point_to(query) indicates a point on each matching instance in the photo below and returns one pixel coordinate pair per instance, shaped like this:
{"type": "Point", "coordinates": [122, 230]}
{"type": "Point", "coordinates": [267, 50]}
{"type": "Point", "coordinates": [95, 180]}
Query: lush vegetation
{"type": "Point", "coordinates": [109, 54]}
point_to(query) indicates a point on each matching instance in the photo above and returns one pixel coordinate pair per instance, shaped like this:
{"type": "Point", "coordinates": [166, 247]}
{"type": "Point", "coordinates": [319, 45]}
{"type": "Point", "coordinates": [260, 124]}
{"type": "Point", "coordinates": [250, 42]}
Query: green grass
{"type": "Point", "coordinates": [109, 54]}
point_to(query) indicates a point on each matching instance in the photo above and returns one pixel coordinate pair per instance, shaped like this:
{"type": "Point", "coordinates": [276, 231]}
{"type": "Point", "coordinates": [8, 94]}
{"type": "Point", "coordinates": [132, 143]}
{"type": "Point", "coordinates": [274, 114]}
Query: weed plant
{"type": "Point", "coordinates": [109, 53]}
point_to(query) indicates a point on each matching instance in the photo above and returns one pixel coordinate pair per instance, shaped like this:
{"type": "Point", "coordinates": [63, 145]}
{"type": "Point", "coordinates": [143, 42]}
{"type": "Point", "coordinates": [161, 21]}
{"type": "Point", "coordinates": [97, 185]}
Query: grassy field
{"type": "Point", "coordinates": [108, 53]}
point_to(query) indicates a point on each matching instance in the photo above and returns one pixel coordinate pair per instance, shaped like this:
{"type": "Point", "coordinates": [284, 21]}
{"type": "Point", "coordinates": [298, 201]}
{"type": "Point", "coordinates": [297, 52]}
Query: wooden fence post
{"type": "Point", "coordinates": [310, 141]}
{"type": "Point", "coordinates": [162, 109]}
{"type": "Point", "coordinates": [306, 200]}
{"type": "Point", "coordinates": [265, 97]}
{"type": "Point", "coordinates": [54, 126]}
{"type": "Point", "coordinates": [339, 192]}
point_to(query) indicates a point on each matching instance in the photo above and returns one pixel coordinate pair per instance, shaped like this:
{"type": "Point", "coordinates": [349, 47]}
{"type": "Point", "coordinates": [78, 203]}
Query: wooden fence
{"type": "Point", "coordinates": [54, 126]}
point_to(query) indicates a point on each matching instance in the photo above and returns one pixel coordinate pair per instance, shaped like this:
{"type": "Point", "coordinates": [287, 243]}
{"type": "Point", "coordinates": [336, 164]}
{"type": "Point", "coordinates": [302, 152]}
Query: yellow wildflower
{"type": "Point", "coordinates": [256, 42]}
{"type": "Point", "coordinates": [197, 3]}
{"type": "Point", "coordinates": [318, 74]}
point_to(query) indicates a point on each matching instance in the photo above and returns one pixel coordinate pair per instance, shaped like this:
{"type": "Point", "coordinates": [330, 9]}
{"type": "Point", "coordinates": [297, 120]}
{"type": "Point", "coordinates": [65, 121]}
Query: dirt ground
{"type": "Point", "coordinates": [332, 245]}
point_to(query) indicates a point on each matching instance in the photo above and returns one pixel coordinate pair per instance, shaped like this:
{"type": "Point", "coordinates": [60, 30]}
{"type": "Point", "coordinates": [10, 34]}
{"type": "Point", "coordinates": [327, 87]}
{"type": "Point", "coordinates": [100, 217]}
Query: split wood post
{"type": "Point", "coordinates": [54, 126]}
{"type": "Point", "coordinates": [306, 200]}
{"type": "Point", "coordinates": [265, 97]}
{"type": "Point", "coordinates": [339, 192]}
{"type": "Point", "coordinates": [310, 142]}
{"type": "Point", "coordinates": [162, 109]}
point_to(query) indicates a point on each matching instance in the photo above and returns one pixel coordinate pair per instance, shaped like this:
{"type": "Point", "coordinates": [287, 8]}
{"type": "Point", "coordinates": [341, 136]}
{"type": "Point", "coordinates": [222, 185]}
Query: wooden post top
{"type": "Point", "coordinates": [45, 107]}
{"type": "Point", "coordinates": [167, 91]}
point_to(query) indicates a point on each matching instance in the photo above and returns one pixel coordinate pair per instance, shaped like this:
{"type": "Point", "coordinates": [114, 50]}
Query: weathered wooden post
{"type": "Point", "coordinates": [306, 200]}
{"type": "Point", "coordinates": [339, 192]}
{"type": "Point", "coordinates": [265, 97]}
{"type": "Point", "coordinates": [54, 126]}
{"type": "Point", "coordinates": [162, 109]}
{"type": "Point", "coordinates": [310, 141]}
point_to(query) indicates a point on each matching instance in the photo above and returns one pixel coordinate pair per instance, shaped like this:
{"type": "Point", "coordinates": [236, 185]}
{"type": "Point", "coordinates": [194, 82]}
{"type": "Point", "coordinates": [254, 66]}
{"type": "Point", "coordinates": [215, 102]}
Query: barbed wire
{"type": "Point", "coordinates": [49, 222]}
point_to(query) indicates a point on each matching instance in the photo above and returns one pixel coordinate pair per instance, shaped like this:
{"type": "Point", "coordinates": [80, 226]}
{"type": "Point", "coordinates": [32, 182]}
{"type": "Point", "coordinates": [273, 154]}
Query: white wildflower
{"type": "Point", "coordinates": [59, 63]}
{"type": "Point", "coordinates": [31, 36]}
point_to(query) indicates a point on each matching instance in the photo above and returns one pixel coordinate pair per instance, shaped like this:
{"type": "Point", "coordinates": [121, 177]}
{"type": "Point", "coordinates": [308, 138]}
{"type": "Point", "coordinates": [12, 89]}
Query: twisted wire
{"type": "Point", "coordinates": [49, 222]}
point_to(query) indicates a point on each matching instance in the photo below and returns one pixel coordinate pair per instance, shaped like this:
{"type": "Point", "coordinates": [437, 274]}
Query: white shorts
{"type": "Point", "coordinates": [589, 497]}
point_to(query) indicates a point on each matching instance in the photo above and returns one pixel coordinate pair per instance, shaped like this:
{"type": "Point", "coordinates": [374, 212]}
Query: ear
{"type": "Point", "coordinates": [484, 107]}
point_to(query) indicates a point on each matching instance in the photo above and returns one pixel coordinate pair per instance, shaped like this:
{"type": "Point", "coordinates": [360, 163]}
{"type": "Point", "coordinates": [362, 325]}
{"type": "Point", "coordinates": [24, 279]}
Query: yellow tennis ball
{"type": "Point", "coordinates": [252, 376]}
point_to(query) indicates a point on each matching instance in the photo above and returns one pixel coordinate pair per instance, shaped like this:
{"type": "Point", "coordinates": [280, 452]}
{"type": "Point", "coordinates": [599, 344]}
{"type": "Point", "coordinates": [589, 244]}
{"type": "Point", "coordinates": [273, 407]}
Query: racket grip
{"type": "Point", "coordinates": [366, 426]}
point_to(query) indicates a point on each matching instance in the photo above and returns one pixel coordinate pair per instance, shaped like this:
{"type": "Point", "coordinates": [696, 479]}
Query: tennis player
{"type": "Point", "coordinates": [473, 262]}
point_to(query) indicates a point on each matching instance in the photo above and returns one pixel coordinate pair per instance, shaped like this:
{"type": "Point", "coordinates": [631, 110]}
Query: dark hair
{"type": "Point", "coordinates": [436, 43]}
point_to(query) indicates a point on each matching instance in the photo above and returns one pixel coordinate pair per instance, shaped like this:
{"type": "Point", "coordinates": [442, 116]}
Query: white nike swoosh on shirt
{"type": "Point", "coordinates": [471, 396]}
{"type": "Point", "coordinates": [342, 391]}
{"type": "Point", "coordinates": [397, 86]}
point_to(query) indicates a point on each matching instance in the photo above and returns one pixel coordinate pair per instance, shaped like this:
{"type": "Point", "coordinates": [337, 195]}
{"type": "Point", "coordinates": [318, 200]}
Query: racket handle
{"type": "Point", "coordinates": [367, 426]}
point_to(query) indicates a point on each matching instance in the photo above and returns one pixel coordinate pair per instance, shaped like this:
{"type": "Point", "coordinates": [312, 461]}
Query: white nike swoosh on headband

━━━

What you return should consist solely of the lines from the one containing "Query: white nike swoosh on shirt" through the end of the entries above, reproduced exactly.

Query: white nike swoosh on shirt
{"type": "Point", "coordinates": [471, 396]}
{"type": "Point", "coordinates": [342, 391]}
{"type": "Point", "coordinates": [397, 86]}
point_to(query) indicates a point on each matching instance in the photo above and returns one pixel coordinate pair per instance, shaped like this:
{"type": "Point", "coordinates": [337, 195]}
{"type": "Point", "coordinates": [318, 200]}
Query: racket handle
{"type": "Point", "coordinates": [367, 426]}
point_to(query) indicates a point on each matching instance in the photo above and returns one pixel coordinate pair per instance, shaped like this:
{"type": "Point", "coordinates": [312, 461]}
Query: white nike swoosh on headband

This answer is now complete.